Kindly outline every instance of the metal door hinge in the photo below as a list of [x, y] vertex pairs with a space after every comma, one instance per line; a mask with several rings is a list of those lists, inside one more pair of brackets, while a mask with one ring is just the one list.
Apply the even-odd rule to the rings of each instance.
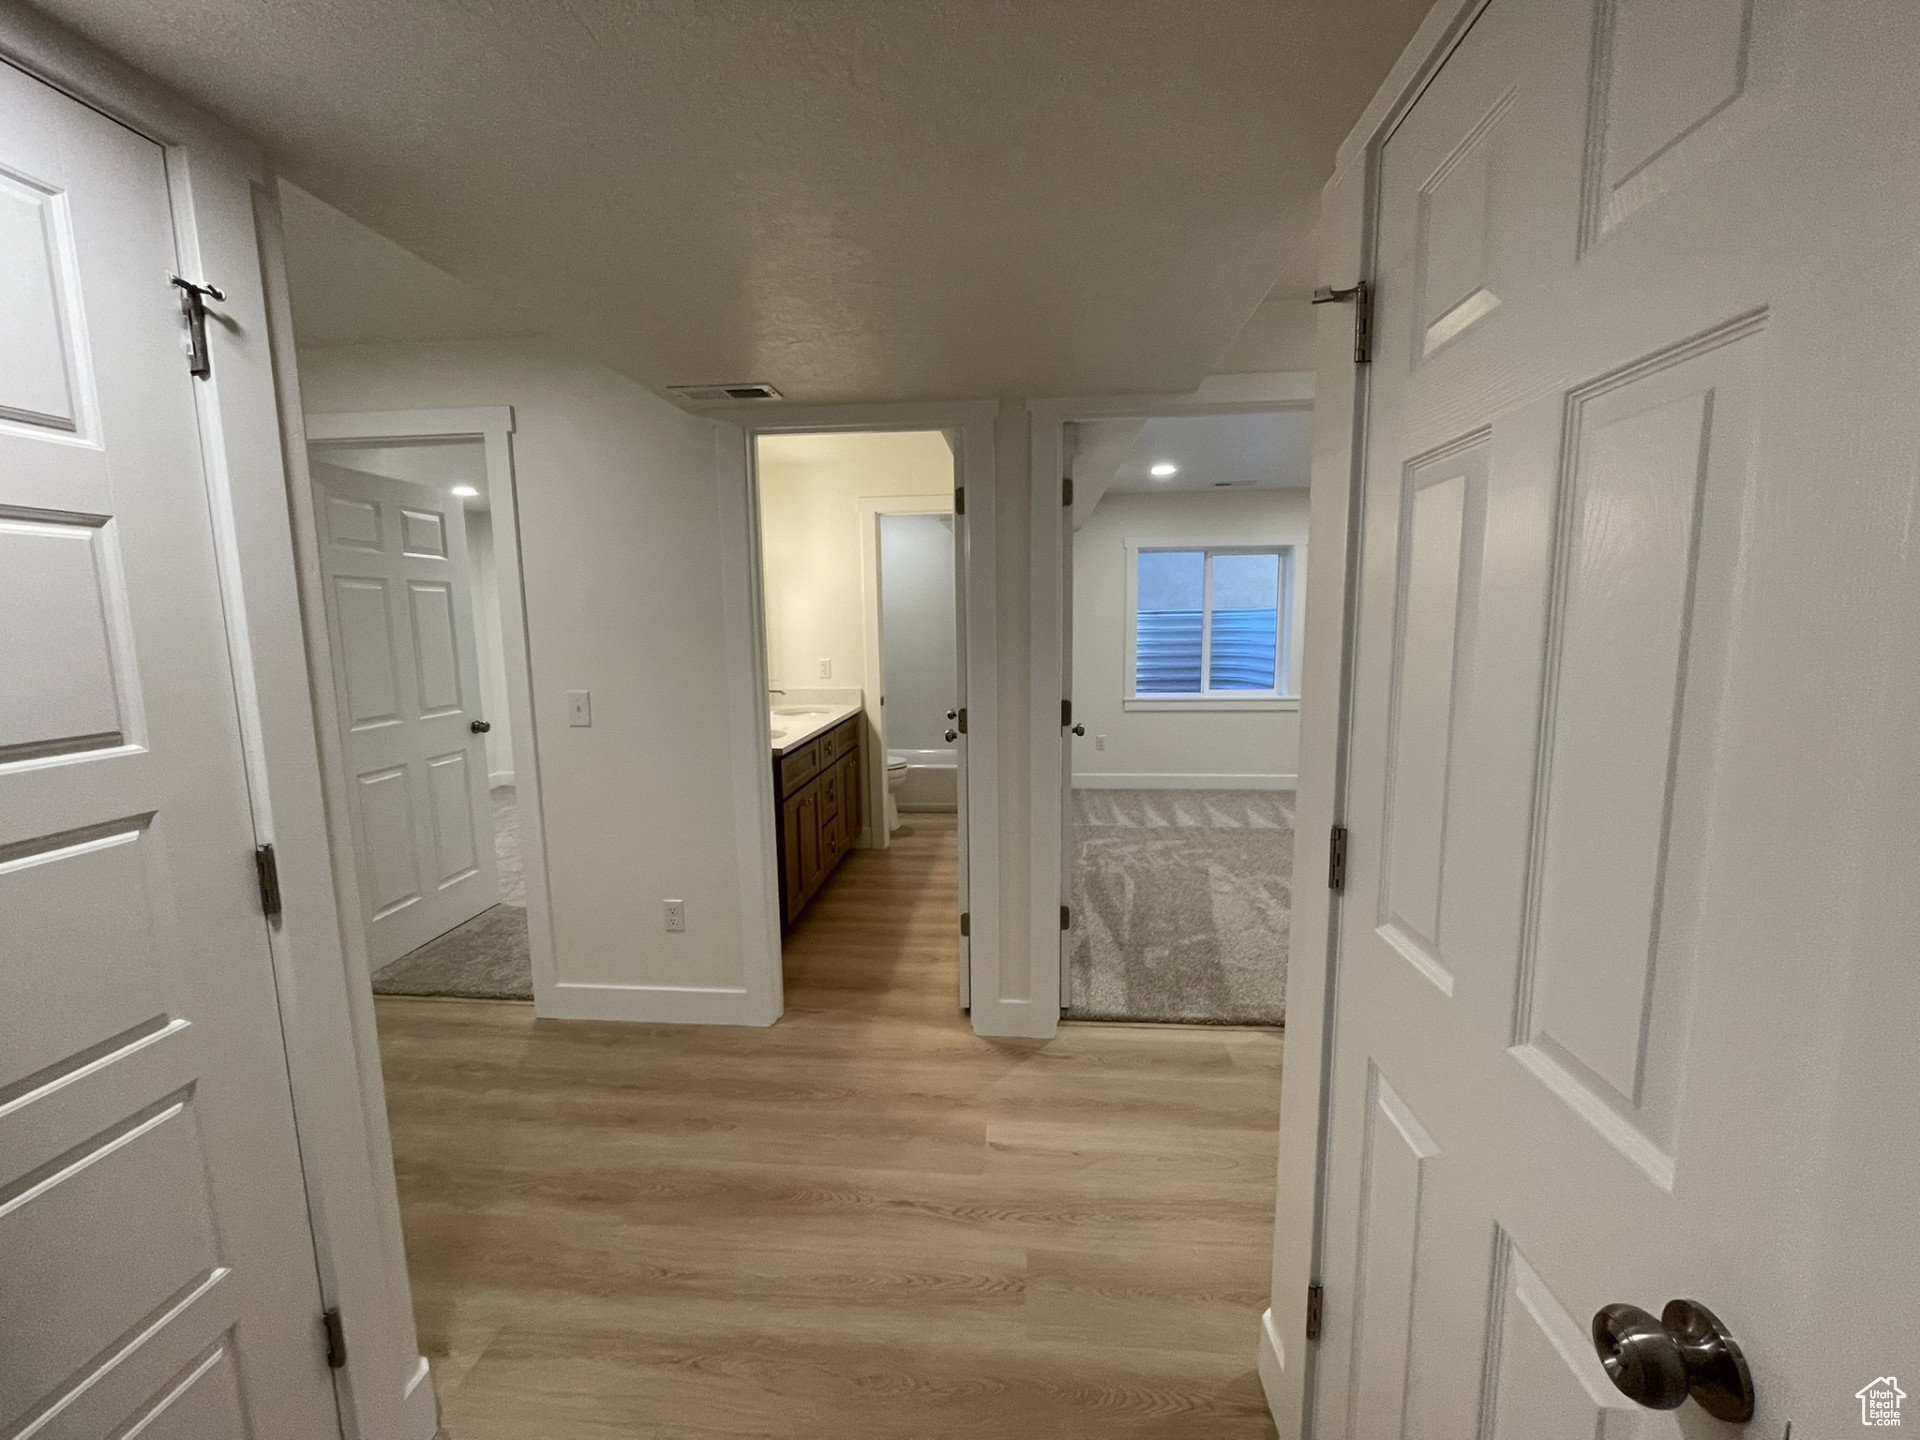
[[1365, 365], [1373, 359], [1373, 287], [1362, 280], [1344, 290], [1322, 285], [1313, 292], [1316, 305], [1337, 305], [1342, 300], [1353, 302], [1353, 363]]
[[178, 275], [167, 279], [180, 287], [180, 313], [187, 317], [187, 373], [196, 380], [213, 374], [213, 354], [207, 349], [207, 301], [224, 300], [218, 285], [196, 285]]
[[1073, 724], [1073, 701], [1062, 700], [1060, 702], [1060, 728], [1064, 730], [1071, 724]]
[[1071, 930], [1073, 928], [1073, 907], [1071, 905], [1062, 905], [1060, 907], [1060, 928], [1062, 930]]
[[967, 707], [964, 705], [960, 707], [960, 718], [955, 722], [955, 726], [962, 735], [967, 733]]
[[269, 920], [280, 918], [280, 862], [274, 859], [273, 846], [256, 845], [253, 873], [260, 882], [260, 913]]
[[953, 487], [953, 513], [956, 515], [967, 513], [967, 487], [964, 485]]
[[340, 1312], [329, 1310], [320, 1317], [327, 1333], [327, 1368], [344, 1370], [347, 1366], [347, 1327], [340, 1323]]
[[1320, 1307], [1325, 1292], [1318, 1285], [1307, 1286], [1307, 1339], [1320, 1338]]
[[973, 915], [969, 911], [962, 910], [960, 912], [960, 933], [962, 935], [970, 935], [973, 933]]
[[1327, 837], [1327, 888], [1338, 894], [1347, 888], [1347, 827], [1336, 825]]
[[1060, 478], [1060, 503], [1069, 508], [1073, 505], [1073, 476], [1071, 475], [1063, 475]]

* * *

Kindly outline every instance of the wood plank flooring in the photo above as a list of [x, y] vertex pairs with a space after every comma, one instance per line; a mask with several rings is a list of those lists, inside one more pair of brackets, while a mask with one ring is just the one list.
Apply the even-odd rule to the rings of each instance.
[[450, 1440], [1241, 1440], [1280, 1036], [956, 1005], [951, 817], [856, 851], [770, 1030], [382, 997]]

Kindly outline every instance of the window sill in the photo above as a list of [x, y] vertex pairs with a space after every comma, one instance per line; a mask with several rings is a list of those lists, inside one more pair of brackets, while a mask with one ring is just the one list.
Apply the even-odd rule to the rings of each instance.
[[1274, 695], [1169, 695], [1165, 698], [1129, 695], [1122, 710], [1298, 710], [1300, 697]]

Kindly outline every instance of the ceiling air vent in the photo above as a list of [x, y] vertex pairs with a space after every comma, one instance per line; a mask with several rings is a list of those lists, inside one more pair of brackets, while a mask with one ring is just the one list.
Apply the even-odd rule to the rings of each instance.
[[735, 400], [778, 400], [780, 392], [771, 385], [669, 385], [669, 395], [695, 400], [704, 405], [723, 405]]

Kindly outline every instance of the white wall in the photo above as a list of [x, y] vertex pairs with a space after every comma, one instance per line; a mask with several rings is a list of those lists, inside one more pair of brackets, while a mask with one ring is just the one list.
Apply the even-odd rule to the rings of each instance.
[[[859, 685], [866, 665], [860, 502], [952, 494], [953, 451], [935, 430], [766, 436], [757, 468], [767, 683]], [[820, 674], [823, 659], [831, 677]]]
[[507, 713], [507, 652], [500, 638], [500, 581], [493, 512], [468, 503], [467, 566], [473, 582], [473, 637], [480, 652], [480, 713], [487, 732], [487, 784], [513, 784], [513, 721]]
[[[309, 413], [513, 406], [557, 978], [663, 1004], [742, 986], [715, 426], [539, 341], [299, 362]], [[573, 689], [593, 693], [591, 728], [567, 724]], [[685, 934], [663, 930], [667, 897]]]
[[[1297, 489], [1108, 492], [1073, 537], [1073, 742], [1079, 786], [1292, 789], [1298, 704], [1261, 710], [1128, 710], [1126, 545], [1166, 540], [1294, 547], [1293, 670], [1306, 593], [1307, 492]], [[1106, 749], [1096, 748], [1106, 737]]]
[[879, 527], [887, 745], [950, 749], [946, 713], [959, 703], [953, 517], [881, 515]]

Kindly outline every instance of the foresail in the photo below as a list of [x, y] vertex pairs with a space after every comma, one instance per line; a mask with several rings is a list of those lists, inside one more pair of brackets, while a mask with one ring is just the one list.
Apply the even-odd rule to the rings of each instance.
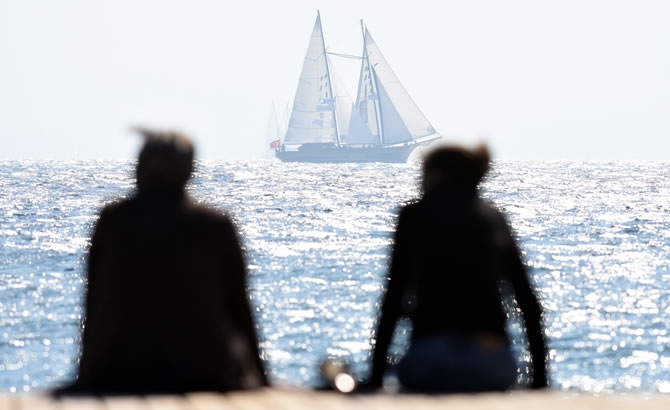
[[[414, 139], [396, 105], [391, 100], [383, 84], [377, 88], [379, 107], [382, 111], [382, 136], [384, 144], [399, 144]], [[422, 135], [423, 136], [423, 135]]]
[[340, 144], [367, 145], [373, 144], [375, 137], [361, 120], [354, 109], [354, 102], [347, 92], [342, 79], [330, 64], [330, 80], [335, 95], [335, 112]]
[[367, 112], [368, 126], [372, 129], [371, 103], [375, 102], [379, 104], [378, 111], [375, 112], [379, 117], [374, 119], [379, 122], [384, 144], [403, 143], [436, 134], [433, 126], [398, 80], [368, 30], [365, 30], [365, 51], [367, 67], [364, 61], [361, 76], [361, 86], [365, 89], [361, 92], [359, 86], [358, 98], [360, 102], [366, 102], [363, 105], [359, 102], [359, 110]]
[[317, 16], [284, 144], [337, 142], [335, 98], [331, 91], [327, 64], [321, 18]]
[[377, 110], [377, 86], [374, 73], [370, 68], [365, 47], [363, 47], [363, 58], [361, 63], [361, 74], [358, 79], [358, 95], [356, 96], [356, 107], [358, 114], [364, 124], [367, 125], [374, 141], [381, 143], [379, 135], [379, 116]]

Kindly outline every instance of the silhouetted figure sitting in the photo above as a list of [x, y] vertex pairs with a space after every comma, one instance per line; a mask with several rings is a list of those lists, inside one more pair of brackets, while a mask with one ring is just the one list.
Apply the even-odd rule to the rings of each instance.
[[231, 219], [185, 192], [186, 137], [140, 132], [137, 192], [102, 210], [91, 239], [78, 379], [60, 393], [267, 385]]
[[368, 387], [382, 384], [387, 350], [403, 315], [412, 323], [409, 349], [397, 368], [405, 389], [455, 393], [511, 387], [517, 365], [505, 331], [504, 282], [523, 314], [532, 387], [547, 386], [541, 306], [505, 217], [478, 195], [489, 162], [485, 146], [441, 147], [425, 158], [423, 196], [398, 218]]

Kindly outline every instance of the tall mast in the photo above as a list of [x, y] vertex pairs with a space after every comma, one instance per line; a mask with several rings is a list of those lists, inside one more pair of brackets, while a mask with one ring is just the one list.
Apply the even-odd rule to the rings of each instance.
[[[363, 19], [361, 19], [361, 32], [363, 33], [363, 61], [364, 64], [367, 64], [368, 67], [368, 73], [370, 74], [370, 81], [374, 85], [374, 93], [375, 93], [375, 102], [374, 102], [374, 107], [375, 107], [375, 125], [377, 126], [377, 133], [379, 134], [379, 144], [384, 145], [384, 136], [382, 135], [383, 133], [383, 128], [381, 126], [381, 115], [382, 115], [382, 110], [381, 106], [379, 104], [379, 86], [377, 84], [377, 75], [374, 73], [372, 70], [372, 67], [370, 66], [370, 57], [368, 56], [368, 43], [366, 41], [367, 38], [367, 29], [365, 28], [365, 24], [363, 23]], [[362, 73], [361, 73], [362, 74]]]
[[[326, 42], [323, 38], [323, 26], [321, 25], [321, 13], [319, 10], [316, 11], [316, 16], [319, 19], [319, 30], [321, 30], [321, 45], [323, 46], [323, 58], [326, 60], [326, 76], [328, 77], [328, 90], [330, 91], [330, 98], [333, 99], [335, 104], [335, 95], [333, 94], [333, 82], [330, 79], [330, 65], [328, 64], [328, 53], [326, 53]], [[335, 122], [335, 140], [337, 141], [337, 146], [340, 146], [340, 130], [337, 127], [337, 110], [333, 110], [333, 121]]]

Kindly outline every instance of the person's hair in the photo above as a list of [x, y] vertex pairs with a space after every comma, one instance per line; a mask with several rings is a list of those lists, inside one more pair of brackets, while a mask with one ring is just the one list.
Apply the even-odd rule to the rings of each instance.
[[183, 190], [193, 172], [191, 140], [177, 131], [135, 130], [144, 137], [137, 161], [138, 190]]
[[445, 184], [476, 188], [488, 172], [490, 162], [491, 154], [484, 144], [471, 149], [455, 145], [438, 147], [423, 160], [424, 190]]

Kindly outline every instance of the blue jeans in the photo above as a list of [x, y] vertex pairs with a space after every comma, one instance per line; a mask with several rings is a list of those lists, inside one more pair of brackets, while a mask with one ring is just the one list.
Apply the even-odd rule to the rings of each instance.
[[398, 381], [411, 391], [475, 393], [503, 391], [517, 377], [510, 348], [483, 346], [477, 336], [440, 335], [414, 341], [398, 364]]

...

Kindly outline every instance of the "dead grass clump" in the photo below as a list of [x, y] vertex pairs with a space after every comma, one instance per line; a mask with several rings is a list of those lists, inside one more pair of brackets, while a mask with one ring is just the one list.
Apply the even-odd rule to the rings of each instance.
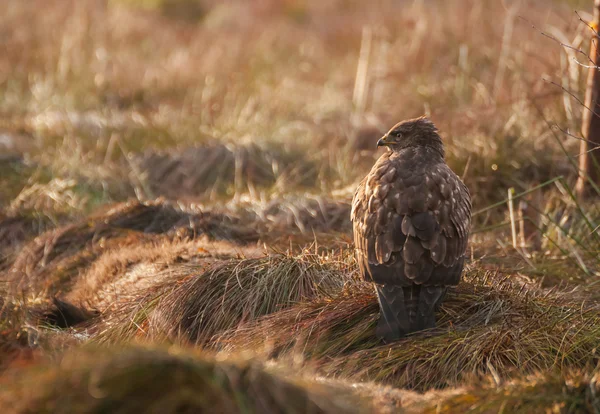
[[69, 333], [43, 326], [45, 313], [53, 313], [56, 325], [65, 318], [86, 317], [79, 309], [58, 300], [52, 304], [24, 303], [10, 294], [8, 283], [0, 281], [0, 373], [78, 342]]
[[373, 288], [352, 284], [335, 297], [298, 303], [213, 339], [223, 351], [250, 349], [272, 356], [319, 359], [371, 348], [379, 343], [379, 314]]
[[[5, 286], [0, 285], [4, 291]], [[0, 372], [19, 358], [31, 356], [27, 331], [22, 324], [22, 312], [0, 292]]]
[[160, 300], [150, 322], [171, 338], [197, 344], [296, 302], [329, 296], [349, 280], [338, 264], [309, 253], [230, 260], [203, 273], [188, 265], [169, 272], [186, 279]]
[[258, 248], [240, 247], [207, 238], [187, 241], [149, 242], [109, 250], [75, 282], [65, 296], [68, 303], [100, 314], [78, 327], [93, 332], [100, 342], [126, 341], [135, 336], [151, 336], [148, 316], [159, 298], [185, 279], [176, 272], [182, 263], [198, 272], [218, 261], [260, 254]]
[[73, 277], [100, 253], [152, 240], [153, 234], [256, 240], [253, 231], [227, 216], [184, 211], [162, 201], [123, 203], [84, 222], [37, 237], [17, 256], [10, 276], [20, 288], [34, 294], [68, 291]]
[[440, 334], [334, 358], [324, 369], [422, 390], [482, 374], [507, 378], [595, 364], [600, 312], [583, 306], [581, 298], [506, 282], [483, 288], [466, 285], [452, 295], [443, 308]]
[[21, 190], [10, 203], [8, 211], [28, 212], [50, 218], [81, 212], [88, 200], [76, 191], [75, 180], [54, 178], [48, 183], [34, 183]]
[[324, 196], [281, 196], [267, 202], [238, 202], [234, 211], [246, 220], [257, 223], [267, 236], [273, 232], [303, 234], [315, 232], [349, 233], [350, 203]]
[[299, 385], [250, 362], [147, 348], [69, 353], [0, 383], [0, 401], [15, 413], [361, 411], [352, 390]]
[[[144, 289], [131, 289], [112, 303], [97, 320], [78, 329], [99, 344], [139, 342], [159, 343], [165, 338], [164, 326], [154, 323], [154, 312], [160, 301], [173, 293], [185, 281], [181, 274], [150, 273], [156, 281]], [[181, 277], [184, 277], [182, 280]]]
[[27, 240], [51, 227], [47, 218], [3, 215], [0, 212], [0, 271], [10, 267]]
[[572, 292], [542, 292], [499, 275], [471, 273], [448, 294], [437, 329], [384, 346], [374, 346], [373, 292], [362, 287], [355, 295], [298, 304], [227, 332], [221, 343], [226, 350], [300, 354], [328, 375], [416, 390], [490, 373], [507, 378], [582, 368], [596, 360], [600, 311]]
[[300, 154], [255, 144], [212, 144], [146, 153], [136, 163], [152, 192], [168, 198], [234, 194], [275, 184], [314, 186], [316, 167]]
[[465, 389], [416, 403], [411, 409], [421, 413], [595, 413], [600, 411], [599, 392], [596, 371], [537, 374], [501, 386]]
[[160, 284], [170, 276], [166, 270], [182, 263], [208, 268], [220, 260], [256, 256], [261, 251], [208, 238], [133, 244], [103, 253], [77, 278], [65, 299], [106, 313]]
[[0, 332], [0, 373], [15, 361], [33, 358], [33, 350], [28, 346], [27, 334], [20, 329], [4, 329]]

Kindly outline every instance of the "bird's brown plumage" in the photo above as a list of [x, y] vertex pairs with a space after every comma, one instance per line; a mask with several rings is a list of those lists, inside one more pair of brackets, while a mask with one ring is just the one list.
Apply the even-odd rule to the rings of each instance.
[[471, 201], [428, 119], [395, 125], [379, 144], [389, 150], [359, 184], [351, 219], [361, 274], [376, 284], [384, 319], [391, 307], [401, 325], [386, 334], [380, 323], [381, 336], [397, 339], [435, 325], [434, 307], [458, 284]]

Requirement:
A single number is required: the count of lines in the listing that contain the string "below".

Answer:
3